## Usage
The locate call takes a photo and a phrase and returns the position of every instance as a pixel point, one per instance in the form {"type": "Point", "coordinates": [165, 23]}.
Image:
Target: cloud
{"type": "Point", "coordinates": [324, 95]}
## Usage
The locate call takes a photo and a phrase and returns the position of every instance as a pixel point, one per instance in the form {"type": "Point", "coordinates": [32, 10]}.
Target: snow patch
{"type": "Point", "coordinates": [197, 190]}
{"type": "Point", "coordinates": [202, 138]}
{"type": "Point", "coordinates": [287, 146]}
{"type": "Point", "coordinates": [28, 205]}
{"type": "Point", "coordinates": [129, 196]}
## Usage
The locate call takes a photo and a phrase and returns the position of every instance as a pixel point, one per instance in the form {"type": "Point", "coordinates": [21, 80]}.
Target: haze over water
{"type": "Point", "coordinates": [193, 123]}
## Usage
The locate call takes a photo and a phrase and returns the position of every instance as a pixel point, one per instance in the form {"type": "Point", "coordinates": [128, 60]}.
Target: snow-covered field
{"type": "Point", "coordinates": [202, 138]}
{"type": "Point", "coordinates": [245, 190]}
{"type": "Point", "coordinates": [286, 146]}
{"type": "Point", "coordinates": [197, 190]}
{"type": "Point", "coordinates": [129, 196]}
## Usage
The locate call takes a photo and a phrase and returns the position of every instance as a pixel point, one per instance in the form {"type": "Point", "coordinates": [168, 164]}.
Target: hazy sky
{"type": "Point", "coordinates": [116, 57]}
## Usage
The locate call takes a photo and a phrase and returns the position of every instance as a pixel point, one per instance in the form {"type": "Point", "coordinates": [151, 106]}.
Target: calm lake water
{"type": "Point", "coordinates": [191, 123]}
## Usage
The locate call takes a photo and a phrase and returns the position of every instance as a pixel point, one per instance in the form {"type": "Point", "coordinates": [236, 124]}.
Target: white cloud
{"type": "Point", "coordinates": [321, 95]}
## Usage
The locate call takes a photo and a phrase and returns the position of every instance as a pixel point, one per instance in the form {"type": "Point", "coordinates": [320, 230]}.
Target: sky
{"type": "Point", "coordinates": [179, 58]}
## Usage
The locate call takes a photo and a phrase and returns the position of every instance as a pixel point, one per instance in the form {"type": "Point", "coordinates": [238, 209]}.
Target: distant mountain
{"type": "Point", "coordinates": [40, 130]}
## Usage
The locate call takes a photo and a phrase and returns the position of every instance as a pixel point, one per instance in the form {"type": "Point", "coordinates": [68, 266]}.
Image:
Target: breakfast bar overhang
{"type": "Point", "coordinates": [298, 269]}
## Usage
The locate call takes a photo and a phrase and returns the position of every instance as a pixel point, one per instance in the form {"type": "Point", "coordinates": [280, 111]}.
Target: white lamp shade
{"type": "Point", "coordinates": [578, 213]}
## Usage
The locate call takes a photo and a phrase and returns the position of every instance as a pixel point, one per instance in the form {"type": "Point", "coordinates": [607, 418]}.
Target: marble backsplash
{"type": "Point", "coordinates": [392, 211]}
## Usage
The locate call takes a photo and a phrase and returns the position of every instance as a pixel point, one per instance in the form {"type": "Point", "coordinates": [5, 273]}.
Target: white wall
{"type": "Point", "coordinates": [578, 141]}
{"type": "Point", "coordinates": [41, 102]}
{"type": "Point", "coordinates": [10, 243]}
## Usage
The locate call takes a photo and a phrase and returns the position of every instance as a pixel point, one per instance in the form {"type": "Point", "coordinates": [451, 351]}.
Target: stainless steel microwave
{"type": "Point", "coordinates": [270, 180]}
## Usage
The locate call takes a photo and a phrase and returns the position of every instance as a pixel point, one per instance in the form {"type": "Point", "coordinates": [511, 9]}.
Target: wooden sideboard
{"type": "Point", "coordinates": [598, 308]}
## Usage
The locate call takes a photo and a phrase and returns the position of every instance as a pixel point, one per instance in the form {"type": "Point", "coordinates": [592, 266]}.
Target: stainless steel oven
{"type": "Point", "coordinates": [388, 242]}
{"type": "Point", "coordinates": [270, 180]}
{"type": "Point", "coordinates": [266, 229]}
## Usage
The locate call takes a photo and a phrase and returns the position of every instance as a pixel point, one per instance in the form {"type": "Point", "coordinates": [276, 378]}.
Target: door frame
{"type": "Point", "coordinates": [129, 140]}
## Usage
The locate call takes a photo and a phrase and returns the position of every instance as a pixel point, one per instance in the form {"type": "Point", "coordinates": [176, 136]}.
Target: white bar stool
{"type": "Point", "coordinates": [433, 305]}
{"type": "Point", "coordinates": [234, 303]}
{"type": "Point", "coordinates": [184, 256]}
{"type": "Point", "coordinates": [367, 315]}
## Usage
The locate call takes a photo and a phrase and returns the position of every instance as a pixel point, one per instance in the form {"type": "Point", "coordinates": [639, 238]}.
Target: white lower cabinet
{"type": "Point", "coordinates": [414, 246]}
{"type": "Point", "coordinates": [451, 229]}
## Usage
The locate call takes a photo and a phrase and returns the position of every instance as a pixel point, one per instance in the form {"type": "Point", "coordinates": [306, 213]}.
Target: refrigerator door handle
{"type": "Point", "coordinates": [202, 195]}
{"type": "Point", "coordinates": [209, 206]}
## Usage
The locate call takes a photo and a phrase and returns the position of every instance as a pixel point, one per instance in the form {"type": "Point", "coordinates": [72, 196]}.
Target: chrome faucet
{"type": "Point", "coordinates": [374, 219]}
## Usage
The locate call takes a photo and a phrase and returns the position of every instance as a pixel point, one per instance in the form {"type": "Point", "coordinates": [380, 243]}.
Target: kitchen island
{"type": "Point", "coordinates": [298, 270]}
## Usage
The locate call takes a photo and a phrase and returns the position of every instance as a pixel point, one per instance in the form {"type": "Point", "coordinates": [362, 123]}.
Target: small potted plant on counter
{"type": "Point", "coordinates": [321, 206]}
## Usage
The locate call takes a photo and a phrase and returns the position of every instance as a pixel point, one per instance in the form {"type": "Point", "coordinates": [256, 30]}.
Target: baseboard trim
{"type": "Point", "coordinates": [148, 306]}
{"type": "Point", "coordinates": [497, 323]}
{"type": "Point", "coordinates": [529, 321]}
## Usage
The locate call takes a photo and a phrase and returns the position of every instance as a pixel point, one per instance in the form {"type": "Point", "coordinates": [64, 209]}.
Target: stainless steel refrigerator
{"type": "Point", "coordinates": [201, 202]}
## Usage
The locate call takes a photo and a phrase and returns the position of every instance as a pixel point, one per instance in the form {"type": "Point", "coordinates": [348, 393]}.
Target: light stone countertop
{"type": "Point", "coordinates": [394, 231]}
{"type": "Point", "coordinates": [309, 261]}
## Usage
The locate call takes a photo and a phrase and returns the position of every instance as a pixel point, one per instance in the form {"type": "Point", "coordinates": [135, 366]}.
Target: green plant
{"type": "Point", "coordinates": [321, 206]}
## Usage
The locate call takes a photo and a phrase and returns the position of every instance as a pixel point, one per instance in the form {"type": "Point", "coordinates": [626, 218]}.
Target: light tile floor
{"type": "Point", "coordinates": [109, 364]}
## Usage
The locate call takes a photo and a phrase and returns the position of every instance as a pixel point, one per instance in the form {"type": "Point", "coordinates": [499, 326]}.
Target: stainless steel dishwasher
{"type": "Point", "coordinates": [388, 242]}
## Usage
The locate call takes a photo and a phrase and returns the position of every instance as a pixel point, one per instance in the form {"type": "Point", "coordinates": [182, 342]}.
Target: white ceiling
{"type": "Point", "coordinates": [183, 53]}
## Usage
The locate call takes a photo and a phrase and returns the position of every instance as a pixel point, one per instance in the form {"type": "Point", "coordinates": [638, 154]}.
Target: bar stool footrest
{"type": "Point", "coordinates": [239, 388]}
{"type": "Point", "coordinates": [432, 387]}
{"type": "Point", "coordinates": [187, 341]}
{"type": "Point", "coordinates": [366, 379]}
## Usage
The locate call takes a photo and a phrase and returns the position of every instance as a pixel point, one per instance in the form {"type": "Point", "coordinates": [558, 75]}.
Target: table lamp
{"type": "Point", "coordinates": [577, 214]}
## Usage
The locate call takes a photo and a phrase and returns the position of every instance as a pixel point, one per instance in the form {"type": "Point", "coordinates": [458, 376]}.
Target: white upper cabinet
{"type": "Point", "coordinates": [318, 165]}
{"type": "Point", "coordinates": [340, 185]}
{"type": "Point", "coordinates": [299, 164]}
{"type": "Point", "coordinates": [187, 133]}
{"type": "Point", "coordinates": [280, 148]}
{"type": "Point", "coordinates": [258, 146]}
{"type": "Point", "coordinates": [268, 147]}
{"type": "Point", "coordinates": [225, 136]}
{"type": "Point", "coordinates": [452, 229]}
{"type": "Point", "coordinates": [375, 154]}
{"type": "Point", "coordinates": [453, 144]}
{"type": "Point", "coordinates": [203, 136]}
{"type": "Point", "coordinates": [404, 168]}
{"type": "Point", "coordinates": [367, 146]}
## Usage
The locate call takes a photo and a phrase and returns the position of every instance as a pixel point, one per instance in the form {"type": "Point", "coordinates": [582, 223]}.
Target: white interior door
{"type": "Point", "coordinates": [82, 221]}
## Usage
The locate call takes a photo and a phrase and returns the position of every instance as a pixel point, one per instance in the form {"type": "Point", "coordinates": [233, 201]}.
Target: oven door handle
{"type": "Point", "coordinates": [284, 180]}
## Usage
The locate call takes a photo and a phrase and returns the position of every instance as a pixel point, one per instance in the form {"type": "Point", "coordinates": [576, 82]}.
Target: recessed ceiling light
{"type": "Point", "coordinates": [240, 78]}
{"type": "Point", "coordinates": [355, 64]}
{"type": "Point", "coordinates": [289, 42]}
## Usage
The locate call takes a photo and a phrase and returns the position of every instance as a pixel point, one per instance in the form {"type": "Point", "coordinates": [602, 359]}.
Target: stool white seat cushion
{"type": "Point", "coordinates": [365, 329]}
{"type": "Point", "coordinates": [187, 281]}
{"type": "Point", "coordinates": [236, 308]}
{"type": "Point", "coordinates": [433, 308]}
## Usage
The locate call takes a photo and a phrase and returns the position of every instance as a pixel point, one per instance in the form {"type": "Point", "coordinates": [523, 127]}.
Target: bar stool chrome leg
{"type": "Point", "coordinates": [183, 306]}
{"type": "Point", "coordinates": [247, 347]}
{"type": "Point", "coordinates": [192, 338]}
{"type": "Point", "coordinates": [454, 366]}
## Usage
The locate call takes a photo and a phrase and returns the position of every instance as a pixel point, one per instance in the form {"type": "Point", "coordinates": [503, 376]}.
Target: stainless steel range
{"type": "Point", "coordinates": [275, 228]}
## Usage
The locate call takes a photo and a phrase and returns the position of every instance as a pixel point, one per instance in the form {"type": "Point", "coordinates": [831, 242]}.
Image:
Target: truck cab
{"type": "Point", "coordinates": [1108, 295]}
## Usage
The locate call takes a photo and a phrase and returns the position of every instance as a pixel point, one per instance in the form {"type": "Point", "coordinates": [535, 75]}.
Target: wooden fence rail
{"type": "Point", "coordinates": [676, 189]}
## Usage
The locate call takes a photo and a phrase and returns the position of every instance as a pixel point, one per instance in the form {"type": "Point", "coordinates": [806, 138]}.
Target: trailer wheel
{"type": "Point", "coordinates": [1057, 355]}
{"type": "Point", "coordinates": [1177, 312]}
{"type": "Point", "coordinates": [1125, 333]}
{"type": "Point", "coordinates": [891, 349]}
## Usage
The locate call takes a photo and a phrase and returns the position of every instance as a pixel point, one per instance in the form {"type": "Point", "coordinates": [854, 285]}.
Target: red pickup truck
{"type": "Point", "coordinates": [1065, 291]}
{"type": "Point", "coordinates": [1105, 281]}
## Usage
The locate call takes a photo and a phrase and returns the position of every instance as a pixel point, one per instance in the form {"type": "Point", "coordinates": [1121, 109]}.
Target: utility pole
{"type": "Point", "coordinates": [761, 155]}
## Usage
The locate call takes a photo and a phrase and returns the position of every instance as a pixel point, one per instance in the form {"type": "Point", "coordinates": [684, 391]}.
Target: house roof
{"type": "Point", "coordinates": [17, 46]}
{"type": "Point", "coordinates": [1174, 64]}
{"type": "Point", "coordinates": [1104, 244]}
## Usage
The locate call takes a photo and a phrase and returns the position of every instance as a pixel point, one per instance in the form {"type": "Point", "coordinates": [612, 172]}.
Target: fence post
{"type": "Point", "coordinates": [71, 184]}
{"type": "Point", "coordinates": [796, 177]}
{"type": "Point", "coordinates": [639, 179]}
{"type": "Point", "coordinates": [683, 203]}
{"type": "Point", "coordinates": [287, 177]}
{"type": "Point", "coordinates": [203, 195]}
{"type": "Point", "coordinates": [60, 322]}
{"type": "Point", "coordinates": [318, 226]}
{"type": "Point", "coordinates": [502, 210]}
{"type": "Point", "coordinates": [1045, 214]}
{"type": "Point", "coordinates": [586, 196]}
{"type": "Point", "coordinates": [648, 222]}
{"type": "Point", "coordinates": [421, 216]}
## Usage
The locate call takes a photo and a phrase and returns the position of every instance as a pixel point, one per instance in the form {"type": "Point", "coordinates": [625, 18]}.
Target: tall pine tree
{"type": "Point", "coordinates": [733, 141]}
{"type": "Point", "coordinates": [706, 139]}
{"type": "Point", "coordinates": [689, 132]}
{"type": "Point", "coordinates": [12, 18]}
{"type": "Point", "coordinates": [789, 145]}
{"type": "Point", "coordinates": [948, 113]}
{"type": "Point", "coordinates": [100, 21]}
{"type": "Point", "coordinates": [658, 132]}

════════════════════

PROBLEM REQUIREMENTS:
Which lines of the data contain the word "fence"? Pick out each one and copy it in full.

RESULT:
Target: wooden fence rail
Target: fence post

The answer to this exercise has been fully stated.